Word for word, copy the lines from the one with "of the neck" to the last line of the data below, counting both, and keep every picture out.

(Stored entries)
- - - - - - -
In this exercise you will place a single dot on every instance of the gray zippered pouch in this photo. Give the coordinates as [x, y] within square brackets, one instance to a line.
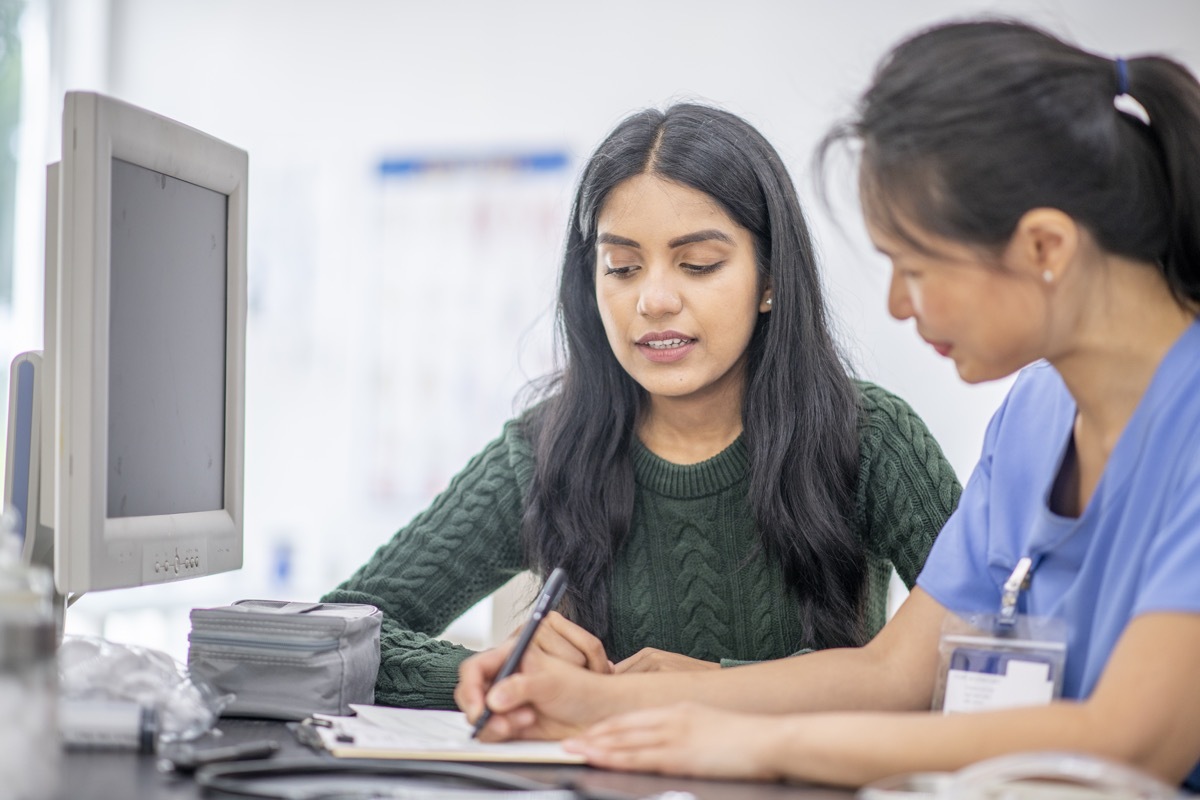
[286, 660]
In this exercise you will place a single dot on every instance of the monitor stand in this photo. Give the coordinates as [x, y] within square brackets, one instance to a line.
[23, 469]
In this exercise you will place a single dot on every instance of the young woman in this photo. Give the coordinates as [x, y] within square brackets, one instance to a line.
[1041, 205]
[712, 480]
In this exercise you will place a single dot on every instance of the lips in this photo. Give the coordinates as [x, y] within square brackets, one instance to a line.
[665, 340]
[665, 346]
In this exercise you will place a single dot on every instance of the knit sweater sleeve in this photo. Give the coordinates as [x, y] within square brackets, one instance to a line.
[453, 554]
[906, 487]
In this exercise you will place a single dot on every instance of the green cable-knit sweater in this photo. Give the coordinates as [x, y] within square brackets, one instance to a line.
[689, 577]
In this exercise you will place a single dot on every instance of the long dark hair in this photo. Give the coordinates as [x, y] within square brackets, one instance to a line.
[969, 125]
[799, 411]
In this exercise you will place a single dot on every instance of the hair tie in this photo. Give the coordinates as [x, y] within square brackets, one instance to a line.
[1123, 101]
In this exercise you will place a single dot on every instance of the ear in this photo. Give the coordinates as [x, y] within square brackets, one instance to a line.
[1044, 244]
[765, 301]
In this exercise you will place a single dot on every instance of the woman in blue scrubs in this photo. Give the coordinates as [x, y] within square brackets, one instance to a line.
[1041, 208]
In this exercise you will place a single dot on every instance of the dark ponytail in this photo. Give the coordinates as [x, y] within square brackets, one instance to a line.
[967, 126]
[1171, 98]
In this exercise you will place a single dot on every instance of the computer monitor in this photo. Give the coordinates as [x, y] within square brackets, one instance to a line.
[143, 371]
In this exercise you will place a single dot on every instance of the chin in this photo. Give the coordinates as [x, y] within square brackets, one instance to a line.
[978, 373]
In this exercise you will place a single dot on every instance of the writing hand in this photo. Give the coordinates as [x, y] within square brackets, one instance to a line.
[547, 698]
[654, 660]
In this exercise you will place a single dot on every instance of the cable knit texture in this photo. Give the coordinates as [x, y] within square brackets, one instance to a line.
[690, 576]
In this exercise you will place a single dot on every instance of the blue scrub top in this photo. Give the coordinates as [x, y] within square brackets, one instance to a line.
[1134, 549]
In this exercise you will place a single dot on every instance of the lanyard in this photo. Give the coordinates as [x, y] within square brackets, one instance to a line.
[1012, 590]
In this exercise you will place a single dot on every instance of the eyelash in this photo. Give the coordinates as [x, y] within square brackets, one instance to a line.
[695, 269]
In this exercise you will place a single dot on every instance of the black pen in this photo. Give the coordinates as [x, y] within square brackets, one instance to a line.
[546, 602]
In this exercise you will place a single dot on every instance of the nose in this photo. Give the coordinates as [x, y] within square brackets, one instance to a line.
[899, 301]
[659, 295]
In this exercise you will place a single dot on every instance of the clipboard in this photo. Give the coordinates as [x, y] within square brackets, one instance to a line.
[420, 734]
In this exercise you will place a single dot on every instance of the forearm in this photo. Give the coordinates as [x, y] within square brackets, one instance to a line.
[893, 673]
[843, 679]
[856, 749]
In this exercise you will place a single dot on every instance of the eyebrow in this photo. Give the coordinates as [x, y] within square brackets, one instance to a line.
[678, 241]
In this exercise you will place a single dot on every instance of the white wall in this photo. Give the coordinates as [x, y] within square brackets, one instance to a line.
[318, 92]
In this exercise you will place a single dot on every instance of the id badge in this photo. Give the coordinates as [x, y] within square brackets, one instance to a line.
[1000, 661]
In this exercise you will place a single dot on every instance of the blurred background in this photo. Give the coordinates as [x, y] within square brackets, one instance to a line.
[412, 166]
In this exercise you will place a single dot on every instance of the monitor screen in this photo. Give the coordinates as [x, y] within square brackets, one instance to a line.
[166, 346]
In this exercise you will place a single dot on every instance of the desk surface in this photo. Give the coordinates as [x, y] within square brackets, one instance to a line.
[96, 775]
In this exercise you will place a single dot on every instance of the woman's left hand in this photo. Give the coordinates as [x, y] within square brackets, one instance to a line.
[685, 739]
[654, 660]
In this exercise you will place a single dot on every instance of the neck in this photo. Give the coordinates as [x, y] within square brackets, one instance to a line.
[1122, 331]
[688, 431]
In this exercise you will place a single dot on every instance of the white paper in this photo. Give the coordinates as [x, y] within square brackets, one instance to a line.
[383, 732]
[1024, 683]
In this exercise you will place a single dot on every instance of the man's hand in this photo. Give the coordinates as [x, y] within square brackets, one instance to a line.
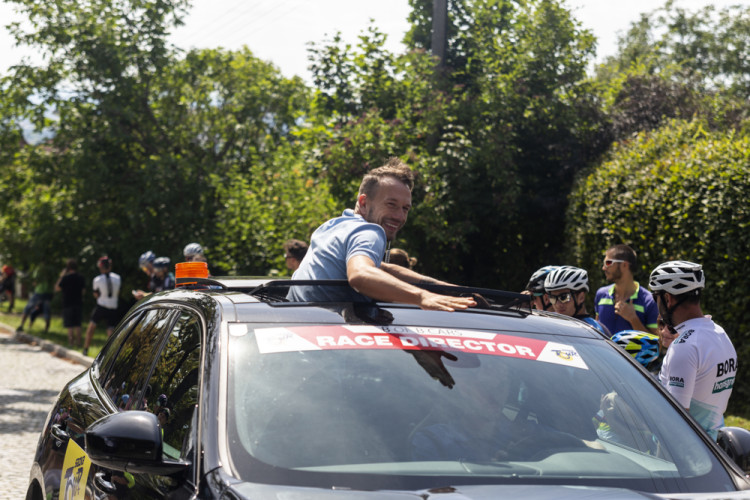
- - - - - - -
_Result:_
In this exercise you will place a single dot on every instance of the neck in this photo. Give the coordinates as [x, y] within square brackets, one instance to a line.
[1122, 331]
[688, 431]
In this exercise you will place a single dot on every instance of the white paper in this photo. Give the coordinates as [x, y] within square brackets, one instance to a line.
[383, 732]
[1024, 683]
In this exercise you will place a single dot on every instance of the man's hand in this photo. Give the coordinates as [x, y] within square brackets, one instance to a line.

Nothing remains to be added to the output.